Problem to work on:
Reproduce only the lines from the one containing "of the landscaping" through the end of the data, exactly as they stand.

[Referring expression pointing data]
============

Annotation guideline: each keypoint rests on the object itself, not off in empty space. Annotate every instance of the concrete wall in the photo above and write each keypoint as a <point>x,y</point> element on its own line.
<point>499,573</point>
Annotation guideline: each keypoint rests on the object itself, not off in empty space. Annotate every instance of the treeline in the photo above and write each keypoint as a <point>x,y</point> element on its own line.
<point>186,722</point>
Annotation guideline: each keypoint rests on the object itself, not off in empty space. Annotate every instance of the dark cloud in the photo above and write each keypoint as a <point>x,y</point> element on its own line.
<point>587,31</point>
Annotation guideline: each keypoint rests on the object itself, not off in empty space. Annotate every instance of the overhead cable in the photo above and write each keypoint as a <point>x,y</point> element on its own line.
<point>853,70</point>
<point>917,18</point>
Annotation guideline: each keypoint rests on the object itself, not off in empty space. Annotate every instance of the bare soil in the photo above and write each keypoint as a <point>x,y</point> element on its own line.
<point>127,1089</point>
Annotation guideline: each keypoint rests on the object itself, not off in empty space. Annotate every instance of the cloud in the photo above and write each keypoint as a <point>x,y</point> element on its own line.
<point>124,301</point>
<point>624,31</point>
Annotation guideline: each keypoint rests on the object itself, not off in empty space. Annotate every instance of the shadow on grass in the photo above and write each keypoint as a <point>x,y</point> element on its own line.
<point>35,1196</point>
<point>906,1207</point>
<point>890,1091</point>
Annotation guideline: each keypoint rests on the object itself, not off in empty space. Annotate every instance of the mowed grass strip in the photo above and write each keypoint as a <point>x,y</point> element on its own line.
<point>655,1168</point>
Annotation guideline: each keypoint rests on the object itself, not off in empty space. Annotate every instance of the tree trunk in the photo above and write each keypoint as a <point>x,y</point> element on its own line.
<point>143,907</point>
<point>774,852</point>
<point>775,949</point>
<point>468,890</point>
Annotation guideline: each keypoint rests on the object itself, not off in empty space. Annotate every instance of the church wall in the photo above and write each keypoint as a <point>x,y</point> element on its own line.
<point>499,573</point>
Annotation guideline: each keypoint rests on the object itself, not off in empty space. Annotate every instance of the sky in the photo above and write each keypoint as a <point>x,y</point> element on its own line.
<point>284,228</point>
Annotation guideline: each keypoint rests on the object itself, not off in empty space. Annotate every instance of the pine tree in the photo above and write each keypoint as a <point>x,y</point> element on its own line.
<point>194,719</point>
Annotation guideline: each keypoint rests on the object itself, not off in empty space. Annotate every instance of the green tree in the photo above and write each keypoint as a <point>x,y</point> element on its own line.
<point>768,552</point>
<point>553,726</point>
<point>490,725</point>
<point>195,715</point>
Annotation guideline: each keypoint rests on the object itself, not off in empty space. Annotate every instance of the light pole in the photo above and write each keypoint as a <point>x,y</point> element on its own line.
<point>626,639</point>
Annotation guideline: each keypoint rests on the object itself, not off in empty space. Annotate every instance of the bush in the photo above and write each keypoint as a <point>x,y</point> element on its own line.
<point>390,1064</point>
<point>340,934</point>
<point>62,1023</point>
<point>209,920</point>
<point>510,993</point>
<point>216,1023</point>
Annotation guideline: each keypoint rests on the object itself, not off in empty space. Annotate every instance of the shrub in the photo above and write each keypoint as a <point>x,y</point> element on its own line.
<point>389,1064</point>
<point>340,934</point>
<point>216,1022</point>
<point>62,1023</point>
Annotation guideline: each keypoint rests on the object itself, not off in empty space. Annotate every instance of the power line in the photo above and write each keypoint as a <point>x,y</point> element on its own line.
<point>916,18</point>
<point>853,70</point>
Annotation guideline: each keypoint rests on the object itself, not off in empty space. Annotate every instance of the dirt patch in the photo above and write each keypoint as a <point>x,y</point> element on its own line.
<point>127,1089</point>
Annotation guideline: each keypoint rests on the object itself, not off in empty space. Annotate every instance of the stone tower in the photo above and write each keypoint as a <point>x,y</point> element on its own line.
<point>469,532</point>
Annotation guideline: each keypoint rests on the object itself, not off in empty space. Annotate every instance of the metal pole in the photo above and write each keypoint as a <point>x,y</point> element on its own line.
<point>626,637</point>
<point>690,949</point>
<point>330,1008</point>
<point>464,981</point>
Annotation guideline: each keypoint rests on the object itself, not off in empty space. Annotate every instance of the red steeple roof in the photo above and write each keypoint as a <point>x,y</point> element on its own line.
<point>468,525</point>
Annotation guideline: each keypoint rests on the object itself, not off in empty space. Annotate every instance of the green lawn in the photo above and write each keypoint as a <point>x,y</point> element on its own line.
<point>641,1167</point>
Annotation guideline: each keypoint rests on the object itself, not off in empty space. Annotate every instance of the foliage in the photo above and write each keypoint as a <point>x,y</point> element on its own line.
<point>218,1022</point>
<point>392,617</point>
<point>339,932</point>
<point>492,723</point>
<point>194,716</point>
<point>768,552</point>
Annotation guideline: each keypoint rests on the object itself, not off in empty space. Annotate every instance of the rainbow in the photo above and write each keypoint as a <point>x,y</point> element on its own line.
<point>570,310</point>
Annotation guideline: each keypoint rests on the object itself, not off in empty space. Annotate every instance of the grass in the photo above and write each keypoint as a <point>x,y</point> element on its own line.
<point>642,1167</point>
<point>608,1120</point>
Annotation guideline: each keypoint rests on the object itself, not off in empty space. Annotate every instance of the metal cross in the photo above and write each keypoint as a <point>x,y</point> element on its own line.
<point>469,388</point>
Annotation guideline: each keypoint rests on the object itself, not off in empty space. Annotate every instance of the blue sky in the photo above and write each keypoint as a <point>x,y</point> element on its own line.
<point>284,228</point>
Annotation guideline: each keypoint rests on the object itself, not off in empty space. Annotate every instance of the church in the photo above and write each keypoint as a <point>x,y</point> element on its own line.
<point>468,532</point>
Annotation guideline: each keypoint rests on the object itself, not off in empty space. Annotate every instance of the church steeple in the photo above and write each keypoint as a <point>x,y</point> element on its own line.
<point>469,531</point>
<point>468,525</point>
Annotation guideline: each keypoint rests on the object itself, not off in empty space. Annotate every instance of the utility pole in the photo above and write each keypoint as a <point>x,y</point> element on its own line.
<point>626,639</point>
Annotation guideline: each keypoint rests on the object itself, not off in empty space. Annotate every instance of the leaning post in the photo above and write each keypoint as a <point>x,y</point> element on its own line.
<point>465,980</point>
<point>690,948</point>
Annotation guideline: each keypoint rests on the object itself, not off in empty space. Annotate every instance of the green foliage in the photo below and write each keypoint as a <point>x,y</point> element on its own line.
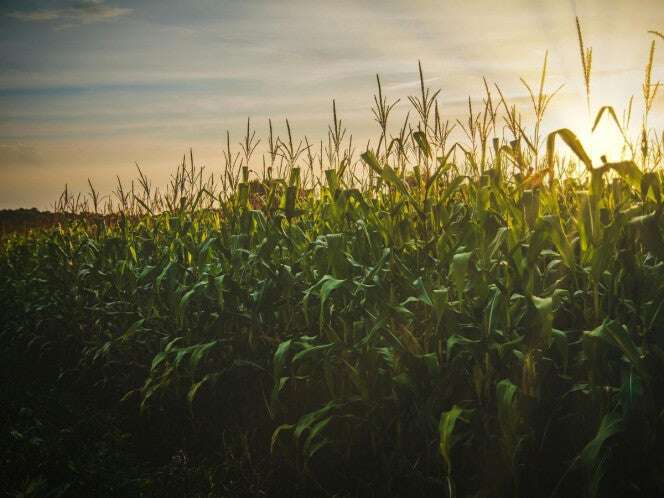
<point>326,325</point>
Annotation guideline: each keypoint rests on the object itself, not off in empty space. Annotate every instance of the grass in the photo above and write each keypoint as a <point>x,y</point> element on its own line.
<point>475,318</point>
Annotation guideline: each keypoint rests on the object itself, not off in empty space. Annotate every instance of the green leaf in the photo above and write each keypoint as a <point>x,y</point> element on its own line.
<point>445,431</point>
<point>459,270</point>
<point>616,335</point>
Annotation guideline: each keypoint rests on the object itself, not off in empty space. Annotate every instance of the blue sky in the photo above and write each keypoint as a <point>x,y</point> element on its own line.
<point>89,87</point>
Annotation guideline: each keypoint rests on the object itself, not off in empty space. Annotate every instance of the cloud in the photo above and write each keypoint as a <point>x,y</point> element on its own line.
<point>75,14</point>
<point>18,154</point>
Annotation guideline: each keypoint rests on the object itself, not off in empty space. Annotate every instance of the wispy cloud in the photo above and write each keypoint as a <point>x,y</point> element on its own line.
<point>75,14</point>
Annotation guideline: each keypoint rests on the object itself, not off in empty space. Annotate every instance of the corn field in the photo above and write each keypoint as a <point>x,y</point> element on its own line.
<point>425,317</point>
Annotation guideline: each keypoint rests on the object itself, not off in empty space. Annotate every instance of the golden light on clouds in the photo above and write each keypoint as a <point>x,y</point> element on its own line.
<point>88,91</point>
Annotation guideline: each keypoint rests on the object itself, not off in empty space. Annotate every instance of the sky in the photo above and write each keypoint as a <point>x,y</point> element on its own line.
<point>90,88</point>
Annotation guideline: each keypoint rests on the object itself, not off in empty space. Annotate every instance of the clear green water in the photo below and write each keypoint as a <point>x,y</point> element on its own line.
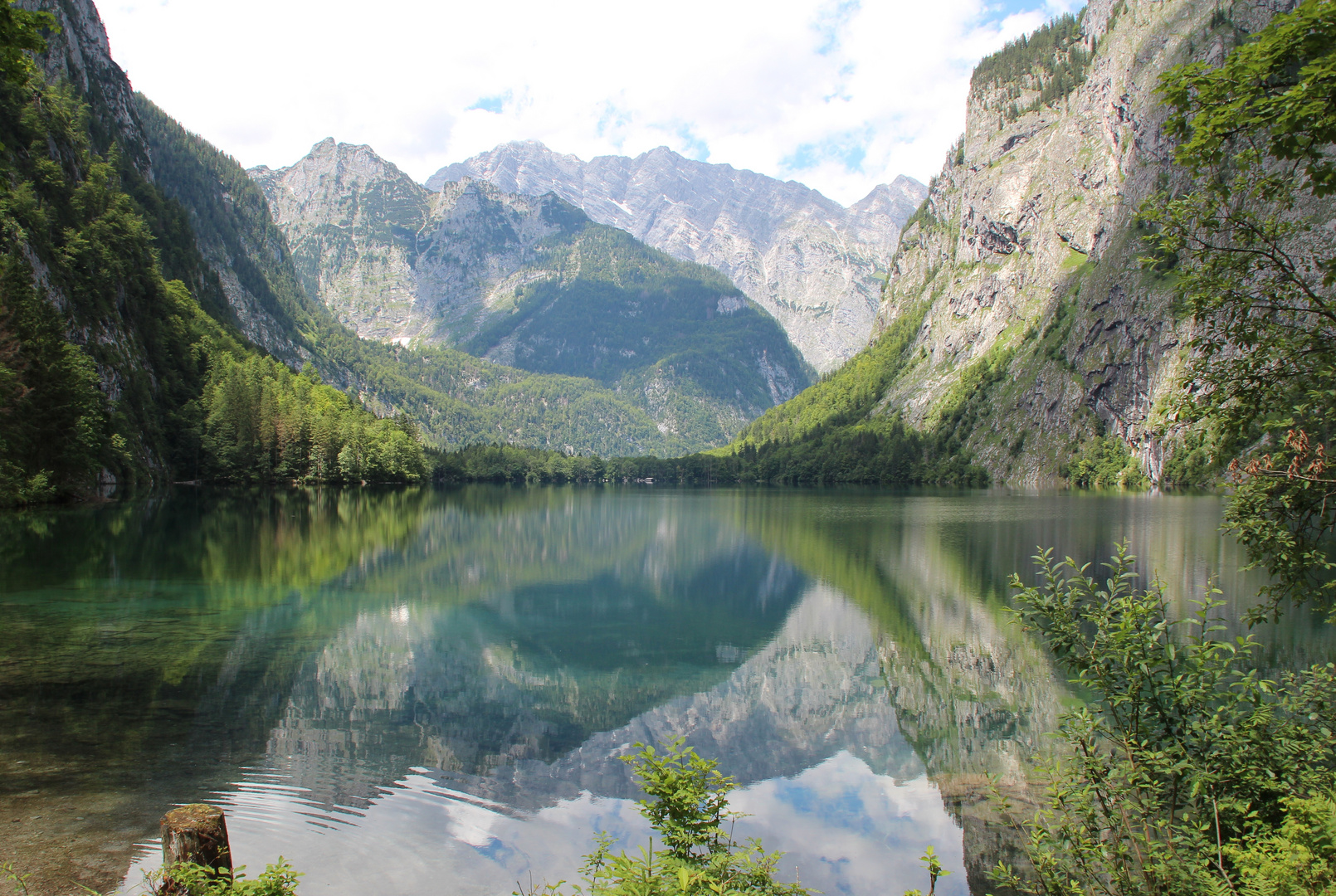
<point>428,692</point>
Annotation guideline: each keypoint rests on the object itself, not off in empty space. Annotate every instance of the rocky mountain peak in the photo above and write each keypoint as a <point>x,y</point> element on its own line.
<point>805,258</point>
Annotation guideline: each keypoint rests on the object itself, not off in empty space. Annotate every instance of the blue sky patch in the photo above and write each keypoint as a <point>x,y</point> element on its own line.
<point>492,103</point>
<point>849,150</point>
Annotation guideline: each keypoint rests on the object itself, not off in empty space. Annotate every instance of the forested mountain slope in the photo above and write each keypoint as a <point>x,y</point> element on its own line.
<point>1018,324</point>
<point>534,284</point>
<point>212,230</point>
<point>810,262</point>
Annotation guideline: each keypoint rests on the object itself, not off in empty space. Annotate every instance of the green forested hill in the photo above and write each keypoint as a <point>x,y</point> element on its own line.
<point>109,373</point>
<point>456,398</point>
<point>534,284</point>
<point>142,284</point>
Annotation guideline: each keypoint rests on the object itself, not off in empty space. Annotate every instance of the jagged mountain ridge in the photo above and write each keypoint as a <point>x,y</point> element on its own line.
<point>214,232</point>
<point>534,284</point>
<point>1018,319</point>
<point>810,262</point>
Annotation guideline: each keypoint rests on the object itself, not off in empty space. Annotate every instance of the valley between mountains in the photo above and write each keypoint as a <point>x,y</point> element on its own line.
<point>993,326</point>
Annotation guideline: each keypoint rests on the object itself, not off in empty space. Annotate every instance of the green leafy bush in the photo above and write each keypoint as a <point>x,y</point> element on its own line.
<point>1185,771</point>
<point>688,808</point>
<point>278,879</point>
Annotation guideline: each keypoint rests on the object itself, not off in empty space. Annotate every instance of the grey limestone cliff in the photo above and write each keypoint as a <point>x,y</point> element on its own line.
<point>808,261</point>
<point>529,282</point>
<point>1022,274</point>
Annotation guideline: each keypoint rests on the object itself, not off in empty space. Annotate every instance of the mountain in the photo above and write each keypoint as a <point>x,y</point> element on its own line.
<point>1020,328</point>
<point>127,358</point>
<point>812,263</point>
<point>534,284</point>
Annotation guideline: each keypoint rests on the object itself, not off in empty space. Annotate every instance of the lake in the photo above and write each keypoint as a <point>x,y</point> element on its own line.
<point>432,690</point>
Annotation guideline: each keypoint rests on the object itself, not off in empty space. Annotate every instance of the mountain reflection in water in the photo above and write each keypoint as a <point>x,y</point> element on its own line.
<point>432,690</point>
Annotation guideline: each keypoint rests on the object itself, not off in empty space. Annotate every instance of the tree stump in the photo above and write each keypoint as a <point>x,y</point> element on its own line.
<point>197,834</point>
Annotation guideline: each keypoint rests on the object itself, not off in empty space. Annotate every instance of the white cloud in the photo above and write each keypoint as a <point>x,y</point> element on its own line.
<point>838,94</point>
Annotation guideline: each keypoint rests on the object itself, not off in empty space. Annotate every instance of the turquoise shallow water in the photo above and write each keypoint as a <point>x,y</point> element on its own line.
<point>429,692</point>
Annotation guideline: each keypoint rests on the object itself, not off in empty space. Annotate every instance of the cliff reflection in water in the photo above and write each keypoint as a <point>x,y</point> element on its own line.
<point>420,687</point>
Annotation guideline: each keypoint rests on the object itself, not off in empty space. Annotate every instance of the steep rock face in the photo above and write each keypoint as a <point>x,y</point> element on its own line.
<point>1025,260</point>
<point>79,52</point>
<point>805,258</point>
<point>393,261</point>
<point>530,282</point>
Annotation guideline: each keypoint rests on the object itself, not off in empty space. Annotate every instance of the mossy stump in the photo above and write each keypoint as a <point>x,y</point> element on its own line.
<point>197,834</point>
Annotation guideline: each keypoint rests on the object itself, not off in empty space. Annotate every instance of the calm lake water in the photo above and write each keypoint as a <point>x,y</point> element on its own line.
<point>431,692</point>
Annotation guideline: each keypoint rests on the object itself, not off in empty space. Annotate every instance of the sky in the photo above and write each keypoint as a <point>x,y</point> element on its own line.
<point>841,95</point>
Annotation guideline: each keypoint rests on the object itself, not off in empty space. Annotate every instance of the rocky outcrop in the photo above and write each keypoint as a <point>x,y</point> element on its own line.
<point>529,282</point>
<point>810,262</point>
<point>1027,251</point>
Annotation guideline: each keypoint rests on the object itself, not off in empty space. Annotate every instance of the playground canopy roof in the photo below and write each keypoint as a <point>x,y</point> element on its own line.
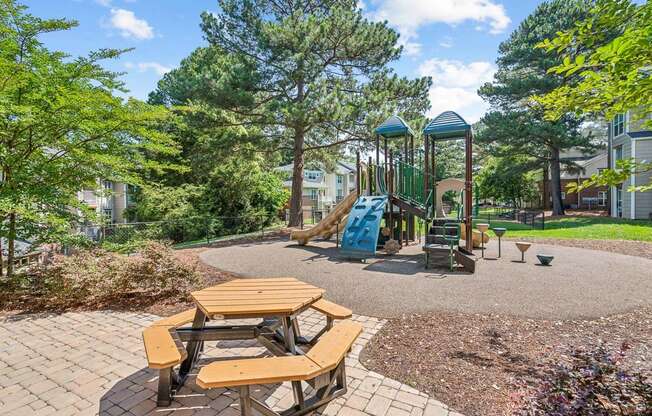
<point>394,126</point>
<point>447,125</point>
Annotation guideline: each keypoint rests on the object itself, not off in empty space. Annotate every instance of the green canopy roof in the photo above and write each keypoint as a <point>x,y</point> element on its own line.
<point>394,126</point>
<point>447,125</point>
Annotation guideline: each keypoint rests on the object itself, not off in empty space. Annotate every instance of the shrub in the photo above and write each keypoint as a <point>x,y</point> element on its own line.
<point>592,383</point>
<point>97,276</point>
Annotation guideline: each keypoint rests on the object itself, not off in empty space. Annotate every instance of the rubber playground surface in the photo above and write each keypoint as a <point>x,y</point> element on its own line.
<point>580,283</point>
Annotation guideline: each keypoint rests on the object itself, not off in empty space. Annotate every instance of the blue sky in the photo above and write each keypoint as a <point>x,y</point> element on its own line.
<point>454,41</point>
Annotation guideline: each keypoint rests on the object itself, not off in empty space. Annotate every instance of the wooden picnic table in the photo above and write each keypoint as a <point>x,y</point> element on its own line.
<point>277,301</point>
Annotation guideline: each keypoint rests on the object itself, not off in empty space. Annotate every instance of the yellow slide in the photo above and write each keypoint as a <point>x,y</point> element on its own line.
<point>328,226</point>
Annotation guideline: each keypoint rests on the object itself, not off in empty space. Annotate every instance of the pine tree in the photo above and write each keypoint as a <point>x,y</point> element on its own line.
<point>319,74</point>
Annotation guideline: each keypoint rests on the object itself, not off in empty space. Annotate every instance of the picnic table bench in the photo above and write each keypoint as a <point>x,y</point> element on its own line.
<point>278,302</point>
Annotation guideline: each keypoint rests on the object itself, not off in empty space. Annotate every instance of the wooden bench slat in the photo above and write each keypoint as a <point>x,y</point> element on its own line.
<point>245,372</point>
<point>331,309</point>
<point>266,289</point>
<point>323,357</point>
<point>161,349</point>
<point>235,296</point>
<point>333,346</point>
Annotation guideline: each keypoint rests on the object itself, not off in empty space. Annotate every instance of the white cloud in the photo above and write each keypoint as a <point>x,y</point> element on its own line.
<point>455,86</point>
<point>409,15</point>
<point>129,25</point>
<point>148,66</point>
<point>447,42</point>
<point>411,48</point>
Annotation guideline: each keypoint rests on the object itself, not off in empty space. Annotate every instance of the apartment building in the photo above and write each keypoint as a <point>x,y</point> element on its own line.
<point>109,199</point>
<point>322,189</point>
<point>628,138</point>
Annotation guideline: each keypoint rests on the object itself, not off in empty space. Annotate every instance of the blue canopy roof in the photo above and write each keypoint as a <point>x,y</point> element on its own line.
<point>394,126</point>
<point>447,125</point>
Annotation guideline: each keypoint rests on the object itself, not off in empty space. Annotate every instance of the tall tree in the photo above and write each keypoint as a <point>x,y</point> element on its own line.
<point>609,52</point>
<point>62,128</point>
<point>318,73</point>
<point>517,123</point>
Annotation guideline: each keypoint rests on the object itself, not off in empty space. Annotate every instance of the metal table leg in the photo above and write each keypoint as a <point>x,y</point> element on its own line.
<point>193,347</point>
<point>290,345</point>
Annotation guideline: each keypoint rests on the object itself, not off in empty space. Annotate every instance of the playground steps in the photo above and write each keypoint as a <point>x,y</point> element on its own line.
<point>434,235</point>
<point>437,255</point>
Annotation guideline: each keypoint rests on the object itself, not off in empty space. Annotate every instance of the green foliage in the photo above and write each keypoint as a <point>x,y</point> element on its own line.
<point>592,383</point>
<point>507,180</point>
<point>517,124</point>
<point>62,128</point>
<point>608,53</point>
<point>95,277</point>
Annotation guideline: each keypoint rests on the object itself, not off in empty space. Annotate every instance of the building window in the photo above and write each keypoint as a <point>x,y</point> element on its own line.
<point>619,152</point>
<point>619,124</point>
<point>108,214</point>
<point>619,201</point>
<point>311,175</point>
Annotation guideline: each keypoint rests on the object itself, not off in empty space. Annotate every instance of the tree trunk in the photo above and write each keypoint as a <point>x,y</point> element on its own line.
<point>546,185</point>
<point>296,199</point>
<point>11,244</point>
<point>555,182</point>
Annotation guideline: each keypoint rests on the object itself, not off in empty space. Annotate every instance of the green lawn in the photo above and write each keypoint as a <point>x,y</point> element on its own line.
<point>593,228</point>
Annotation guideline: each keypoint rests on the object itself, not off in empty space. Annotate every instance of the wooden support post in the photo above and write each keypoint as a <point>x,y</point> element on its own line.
<point>400,227</point>
<point>426,167</point>
<point>370,177</point>
<point>468,191</point>
<point>386,171</point>
<point>390,188</point>
<point>358,179</point>
<point>377,150</point>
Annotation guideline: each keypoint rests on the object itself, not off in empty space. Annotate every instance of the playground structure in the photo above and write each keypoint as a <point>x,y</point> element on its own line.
<point>398,191</point>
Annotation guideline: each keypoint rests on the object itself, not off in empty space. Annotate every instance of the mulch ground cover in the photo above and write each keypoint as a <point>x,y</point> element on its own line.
<point>482,364</point>
<point>136,302</point>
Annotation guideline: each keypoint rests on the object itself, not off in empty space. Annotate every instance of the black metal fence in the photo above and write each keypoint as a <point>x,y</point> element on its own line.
<point>495,216</point>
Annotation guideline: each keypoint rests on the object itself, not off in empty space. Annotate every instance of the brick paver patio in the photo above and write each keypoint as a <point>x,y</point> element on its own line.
<point>93,363</point>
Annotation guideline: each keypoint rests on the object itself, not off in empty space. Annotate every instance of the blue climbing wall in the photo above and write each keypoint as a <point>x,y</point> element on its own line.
<point>361,232</point>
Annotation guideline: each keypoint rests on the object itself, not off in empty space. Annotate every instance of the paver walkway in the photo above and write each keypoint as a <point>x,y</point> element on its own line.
<point>94,363</point>
<point>580,284</point>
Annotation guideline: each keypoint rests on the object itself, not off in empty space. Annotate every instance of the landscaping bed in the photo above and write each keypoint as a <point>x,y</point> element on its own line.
<point>156,280</point>
<point>487,364</point>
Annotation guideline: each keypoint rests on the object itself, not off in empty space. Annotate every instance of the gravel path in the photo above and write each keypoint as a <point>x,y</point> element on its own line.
<point>580,284</point>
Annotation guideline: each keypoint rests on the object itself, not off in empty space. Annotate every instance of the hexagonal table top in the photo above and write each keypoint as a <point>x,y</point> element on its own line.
<point>254,298</point>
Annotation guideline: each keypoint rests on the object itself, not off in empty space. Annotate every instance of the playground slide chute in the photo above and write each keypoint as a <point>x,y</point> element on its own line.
<point>328,225</point>
<point>361,233</point>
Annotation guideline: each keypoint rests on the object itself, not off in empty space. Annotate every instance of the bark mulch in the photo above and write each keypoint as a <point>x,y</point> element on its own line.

============

Task solution:
Annotation guideline: each keypoint rests on the object itself, not off in empty space. Annotate every instance of the landscaping bed in the photo above and write each keypoint as a <point>x,y</point> element on its own line.
<point>156,280</point>
<point>487,364</point>
Annotation guideline: each keypoint rests on the object itself, not off in empty space. Annotate every instance of the gravel path in the photo above and write each keypoint as a <point>x,y</point> element on its own line.
<point>580,284</point>
Annotation guideline: each keypoint rests on the object itself, not off in empty space. Annotate every instance of the hexagonal table top in the photo above and write each keypoint as a <point>x,y</point> element on its own line.
<point>254,298</point>
Annotation guideline: each keypoint rests on the object itself, not off in empty space. Annotate every instance of the playground slide chute in the photo above and write each keypoint as a <point>x,y</point> element on its own line.
<point>328,225</point>
<point>361,233</point>
Annotation guideline: each keypoint rests on the object itself, not off in empty space. Annotate every instance of the bark mulch in the photo above and write each keypoint as a <point>x,y</point> element on its own line.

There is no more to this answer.